### Your objective:
List each line in the items below that contains the string "background". Only matches with the same upper and lower case count.

Excerpts from point annotation data:
********************
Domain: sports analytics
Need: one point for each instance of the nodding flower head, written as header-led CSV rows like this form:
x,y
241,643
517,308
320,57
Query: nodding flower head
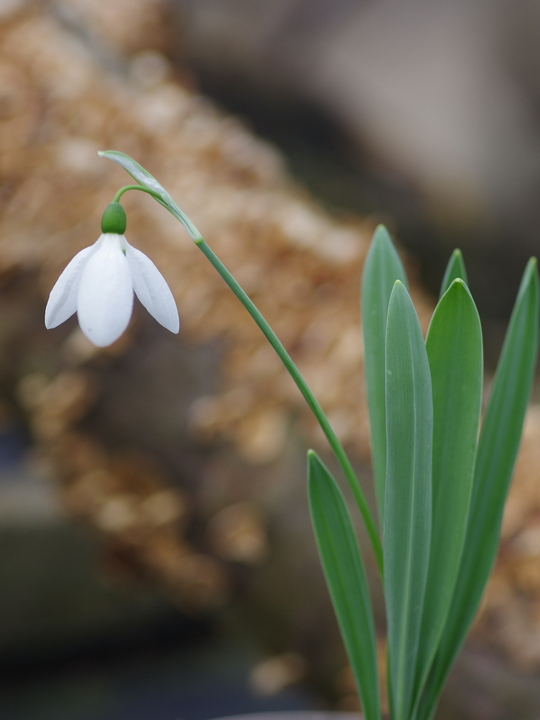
x,y
100,282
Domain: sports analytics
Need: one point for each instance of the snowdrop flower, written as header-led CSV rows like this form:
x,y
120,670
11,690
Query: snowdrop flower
x,y
100,281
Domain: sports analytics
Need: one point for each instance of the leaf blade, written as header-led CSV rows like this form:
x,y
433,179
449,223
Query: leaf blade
x,y
381,269
454,349
454,270
407,515
346,579
497,451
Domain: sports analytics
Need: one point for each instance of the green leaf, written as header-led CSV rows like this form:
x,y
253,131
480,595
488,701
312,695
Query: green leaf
x,y
496,455
454,349
407,514
454,270
346,579
381,269
144,178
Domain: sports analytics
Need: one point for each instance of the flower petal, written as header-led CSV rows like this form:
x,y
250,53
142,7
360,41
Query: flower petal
x,y
105,299
62,301
152,290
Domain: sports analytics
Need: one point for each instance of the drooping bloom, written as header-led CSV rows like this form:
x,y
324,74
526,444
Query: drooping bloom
x,y
99,285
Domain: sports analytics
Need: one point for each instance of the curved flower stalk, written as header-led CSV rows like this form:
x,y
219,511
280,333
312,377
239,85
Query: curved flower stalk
x,y
100,282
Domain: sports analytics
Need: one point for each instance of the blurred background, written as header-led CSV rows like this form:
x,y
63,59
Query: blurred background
x,y
156,558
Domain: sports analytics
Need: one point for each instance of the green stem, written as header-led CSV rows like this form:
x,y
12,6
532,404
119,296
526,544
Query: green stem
x,y
134,187
285,358
327,429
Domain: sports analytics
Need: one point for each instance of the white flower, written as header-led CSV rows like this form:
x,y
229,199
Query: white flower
x,y
99,283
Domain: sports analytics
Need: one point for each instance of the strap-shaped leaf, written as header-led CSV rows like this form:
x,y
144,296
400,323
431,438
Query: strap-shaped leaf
x,y
144,178
346,579
496,455
407,514
382,268
454,349
454,270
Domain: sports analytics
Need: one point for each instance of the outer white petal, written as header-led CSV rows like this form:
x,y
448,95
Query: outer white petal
x,y
105,299
152,290
62,301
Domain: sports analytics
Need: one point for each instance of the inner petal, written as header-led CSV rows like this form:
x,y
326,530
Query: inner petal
x,y
105,298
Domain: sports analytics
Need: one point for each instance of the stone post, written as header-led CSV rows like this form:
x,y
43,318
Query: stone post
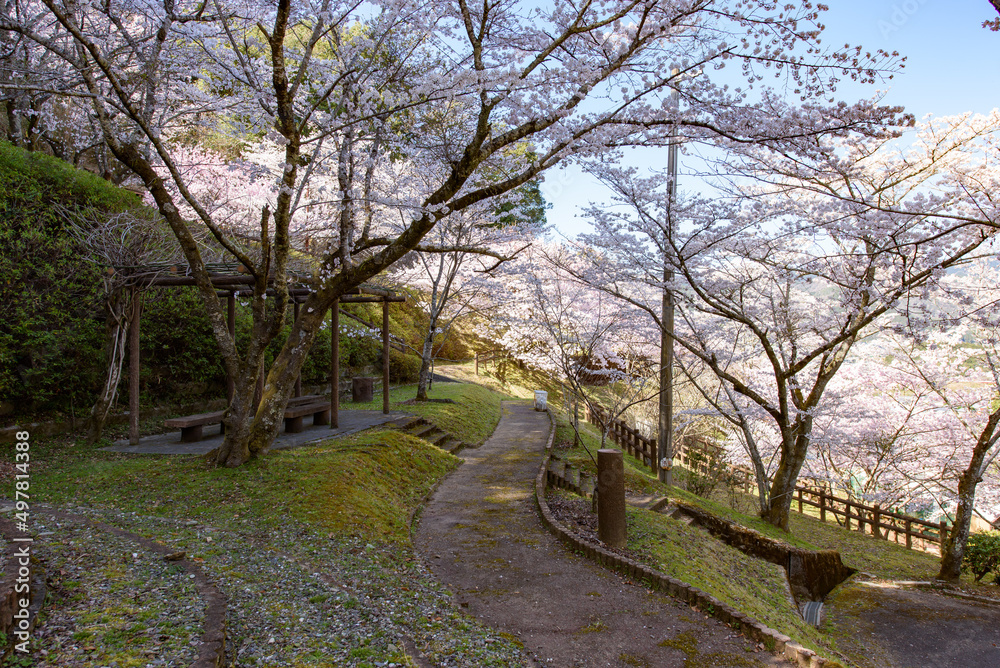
********************
### Correct output:
Need: one point for each instance of the blurred background, written as header-led CSV rows like this form:
Query: blurred background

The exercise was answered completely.